[[ Passage provided open ]]
Allina Health, to teachers union: Stop picketing us. Teachers: No.

Allina Health threatened to sue the state's largest teachers union for these signs.

Allina Health threatened to sue the state's largest teachers union for these signs.

When 4,800 nurses walked off the job this week to protest Allina Health's proposal to take away their collectively bargained health plans, they got a lot of sympathy and support from teachers. 

"This is more than just solidarity with our colleagues in organized labor," said Denise Specht, president of teachers union Education Minnesota. "Our 86,000 members work with students during the flu season. They get sick. When they do, we want them treated by healthy nurses with easy access to quality health care themselves. The outcome of this dispute affects us all."

The teachers union asked those of their members who are in town for summer break to join nurses' picket lines. Education Minnesota flooded its Facebook and Twitter pages with bright protest photos accompanied with statements like "Educators will be there to stand up against Allina," and "Educators Support Nurses." 

This was a problem for Allina. The hospital system tapped attorney Grant T. Collins of Felhaber Larson to write the teachers union a cease and desist letter on Tuesday. 

"Please be advised that Allina Health’s hospitals are 'health care institutions' as defined by Section 2(14) of the National Labor Relations Act," Collins wrote. "As such, any picketing activities by a union must be preceded by a 10-day notice as required by Section 8(g) of the Act. The notice requirements of Section 8(g) are applicable even if the union does not represent, or seek to represent, health care employees."

Allina threatened to sue if the teachers didn't step away from the nurses immediately. 


By law, unions have to give their employers 10 days notice before going on strike because bosses need a fair shot at finding replacements for them. In this case, nurses waited more than 10 days after voting to strike so that Allina could make arrangements for patients. Allina ended up hiring 1,400 temps. 

In a rankled response to Allina, Education Minnesota's Specht told the lawyer that she would take extra cautions to make sure that the teachers union, as a labor organization, did not picket Allina hospitals. However, he could expect to see more teachers than ever joining the strike in their own capacity. 

"We are happy you noticed the widespread support of nurses, but it is unfortunate that your efforts distract from the real work of settling a contract," Specht wrote. "When we notified other unions of your efforts to stop us in standing in solidarity with our brother and sister members of the Minnesota Nurses Association, they were just as appalled as we were. Educators across the state belong to more than 400 local unions that are not subject to the [National Labor Relations Act.] You will see more employees on their own time and more organizations not subject to the NLRA coming out to support nurses."

On Facebook, Education Minnesota reiterated their call for members to continue supporting nurses on strike. Teachers can wear whatever they want and carry signs saying whatever they want to write. There's just one new rule: don't imply Education Minnesota, the organization, is picketing against Allina. Instead, they're there to support their fellow unionized workers.
[[ Passage provided closed ]]
[[ Data extract open ]]
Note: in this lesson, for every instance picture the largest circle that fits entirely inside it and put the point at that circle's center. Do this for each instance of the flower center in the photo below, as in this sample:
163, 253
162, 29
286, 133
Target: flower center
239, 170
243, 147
[[ Data extract closed ]]
#### Your goal
From the article on Allina Health and the teachers union, list every number that counts people or organizations, and say what each one counts.

#### Answer box
- 4,800: nurses who walked off the job to protest Allina Health's proposal
- 86,000: members of Education Minnesota
- 1,400: temps Allina hired
- More than 400: local unions that educators across the state belong to